● **Task statement**: Please reproduce all of the material below word for word, with no changes.

Position annotation records:
########
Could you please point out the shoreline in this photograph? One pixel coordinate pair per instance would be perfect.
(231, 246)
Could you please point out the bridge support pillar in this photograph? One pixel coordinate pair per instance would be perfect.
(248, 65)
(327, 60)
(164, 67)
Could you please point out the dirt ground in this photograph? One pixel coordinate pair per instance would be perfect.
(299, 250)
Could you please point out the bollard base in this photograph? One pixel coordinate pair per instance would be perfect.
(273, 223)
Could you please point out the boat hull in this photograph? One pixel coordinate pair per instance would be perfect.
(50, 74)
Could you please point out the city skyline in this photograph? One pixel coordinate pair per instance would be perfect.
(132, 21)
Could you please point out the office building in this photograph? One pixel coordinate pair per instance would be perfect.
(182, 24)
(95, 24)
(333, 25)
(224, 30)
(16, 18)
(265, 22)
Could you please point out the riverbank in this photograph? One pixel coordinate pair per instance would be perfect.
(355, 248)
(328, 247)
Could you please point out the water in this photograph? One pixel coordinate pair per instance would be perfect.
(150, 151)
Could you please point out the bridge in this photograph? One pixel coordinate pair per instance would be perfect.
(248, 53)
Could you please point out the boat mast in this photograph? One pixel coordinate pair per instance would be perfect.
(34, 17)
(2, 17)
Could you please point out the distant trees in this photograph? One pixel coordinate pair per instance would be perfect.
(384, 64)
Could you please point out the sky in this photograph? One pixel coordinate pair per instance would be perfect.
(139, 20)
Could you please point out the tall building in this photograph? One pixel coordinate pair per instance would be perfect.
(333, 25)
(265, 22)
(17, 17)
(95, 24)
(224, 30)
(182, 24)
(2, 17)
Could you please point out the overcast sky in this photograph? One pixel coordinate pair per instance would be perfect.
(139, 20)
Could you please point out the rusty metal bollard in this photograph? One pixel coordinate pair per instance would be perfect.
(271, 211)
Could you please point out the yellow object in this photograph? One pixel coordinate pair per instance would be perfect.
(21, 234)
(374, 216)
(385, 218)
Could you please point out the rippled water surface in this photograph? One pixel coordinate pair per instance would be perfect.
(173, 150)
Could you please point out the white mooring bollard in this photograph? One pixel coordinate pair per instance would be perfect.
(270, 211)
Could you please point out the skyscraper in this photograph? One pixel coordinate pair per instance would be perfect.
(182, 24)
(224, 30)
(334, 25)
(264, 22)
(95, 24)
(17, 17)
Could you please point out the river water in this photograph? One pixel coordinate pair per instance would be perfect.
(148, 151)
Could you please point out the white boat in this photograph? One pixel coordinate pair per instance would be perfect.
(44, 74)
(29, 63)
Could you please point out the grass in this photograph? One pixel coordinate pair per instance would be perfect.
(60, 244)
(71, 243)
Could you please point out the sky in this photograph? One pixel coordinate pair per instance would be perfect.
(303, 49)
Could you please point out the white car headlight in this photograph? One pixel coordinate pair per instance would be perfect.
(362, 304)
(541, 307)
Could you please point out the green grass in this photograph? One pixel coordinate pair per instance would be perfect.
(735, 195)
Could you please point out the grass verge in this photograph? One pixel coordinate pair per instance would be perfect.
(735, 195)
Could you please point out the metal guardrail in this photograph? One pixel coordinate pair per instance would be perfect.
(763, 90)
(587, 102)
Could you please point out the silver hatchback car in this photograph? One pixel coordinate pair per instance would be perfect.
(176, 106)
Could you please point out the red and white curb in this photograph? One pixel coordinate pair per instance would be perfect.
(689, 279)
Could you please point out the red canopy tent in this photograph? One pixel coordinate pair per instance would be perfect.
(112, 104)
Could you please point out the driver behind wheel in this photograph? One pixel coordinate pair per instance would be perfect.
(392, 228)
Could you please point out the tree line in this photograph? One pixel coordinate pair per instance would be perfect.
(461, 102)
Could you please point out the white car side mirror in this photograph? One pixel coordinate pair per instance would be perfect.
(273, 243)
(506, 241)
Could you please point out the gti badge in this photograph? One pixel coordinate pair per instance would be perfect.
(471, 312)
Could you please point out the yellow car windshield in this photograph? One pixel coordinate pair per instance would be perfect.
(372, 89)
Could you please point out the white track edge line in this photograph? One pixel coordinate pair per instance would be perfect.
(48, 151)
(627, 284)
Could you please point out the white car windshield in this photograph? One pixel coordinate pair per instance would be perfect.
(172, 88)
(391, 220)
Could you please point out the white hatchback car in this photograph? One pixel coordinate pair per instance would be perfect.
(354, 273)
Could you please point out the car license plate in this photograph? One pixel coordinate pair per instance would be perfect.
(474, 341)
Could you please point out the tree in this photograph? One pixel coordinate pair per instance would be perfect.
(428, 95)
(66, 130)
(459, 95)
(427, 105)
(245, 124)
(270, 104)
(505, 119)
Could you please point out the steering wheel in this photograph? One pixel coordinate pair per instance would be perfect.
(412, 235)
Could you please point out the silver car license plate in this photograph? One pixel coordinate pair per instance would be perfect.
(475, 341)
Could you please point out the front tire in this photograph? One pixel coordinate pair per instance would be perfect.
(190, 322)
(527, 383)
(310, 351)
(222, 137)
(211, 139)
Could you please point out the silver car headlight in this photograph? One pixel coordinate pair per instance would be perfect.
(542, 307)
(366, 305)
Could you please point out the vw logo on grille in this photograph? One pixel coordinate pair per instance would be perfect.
########
● **Reply**:
Could you please point out the shoreline in this photograph? One pixel coordinate pair per instance would be perfect.
(231, 246)
Could you please point out the bridge support pillar in this photograph? One pixel coordinate pair per instance would be perfect.
(248, 65)
(327, 60)
(164, 67)
Could you please point out the dirt ground in this photograph? One pixel coordinate pair per instance would be perfect.
(299, 250)
Could you please point out the bollard base in this photograph? One pixel coordinate pair per instance would be perfect.
(273, 223)
Could you please point out the boat hull in this photograph? One pixel coordinate pair per instance would be perfect.
(50, 74)
Could you please point out the city skyline in this photograph? One pixel coordinate pair per instance would be perfect.
(132, 21)
Could you please point out the office building in this photograph? One pixel coordinate pair per instance would be perfect.
(182, 24)
(95, 24)
(333, 25)
(224, 30)
(16, 18)
(265, 22)
Could you please point out the riverbank in this photograph? One pixel coordinate pair per instance would be perfect.
(355, 248)
(328, 247)
Could you please point out the water in this photograph? One pixel coordinate pair per instance would be perfect.
(150, 151)
Could you please point out the bridge in this photograph? One pixel coordinate pair per instance would be perfect.
(248, 53)
Could you please point out the boat mast in this photograph? One pixel coordinate pair per instance would be perfect.
(34, 17)
(2, 17)
Could you please point out the distant trees in this photograph? One pixel coordinate pair per instance would be perfect.
(384, 64)
Could you please point out the sky in this photograph? One pixel coordinate pair per instance would be perfect.
(139, 20)
Could you please point out the tall building in this photograph? One pixel coordinate pair per instance would be perfect.
(333, 25)
(265, 22)
(17, 17)
(95, 24)
(224, 30)
(182, 24)
(2, 17)
Could you please point out the overcast sky in this photograph? One pixel coordinate pair per instance would be perfect.
(139, 20)
Could you please point out the rusty metal bollard in this photograph? One pixel coordinate pair per instance would be perfect.
(271, 211)
Could you please point out the yellow object in this photograph? One pixel coordinate pair per instance would be perfect.
(21, 234)
(374, 216)
(385, 218)
Could you please point out the rippled water surface in this photograph? One pixel coordinate pair per instance would be perfect.
(173, 150)
Could you please point out the white mooring bollard in this photograph? One pixel coordinate pair per instance would be perfect.
(270, 211)
Could you please point out the skyscraper in this photograph? One pixel coordinate pair per instance would be perfect.
(182, 24)
(224, 30)
(334, 25)
(264, 22)
(95, 24)
(17, 17)
Could you please point out the river water in this photograph? One pixel coordinate pair per instance would be perfect.
(148, 151)
Could you please point out the white boat in this photograph? One pixel coordinate pair per instance would be perfect.
(44, 74)
(29, 63)
Could you please point out the grass in this photograph? One pixel coordinate pair per instance would be perfect.
(60, 244)
(71, 243)
Could you please point out the sky in this photograph? One pixel coordinate pair per instance would be perfect.
(303, 49)
Could you please point out the white car headlight in this photograph? One pixel coordinate pair per instance would be perfect.
(362, 304)
(541, 307)
Could you please point out the green grass in this photograph? One pixel coordinate pair per instance would be perfect.
(735, 195)
Could you please point out the grass verge in this photograph? One pixel coordinate pair per instance would be perfect.
(735, 195)
Could you please point out the metal guardrail in this photograph? One pixel coordinate pair per instance would be perfect.
(763, 90)
(587, 102)
Could you please point out the silver hatchback car in this photograph? One pixel coordinate pair per instance would be perfect.
(176, 106)
Could you please point out the red and white curb in this photograph? One pixel coordinate pair per instance would be perfect.
(689, 279)
Could you please point out the red canopy tent in this photograph? One pixel coordinate pair per instance would be perfect.
(112, 104)
Could you please point out the driver behind wheel in this photograph? One pixel coordinate pair per instance would be perfect.
(392, 228)
Could you please point out the tree line in this photograph? One pixel coordinate pair per instance would be perfect.
(461, 102)
Could you please point out the white car side mirror in this photograph? One pixel coordinate pair per instance would be perfect.
(273, 243)
(506, 241)
Could you please point out the gti badge in this photograph? One pixel coordinate pair per instance would be perfect.
(471, 312)
Could you please point out the yellow car windshield in this photograph? One pixel coordinate pair per instance would be perfect.
(372, 89)
Could you please point out the white track edge line in this photograph? One pixel coordinate pair per instance would be perfect.
(48, 151)
(627, 284)
Could you please point out the white car windshield in this photograph? One pixel coordinate pair per instance would be perfect.
(172, 88)
(391, 220)
Could you please point out the white hatchback car in this photograph? One pixel coordinate pair per instance would be perfect.
(354, 273)
Could you please point out the car license plate in this photograph? One pixel coordinate pair per instance would be perfect.
(474, 341)
Could you please point out the tree in this photograph? One pixel coordinate pair per instance would be perfect.
(428, 95)
(66, 130)
(459, 95)
(427, 105)
(245, 124)
(270, 104)
(505, 119)
Could you please point out the steering wheel in this photograph? One pixel coordinate pair per instance would be perfect.
(412, 235)
Could you please point out the silver car license plate in this photograph? One pixel coordinate pair per instance would be perfect.
(475, 341)
Could you please point out the front tire in this photograph? One pixel coordinate pair per instance would be perfect.
(190, 322)
(527, 383)
(310, 351)
(222, 137)
(211, 139)
Could you please point out the silver car headlight in this photograph? One pixel coordinate pair per instance would be perfect.
(542, 307)
(366, 305)
Could you please point out the vw logo on grille in this photograph? One pixel coordinate pair per instance would be perfect.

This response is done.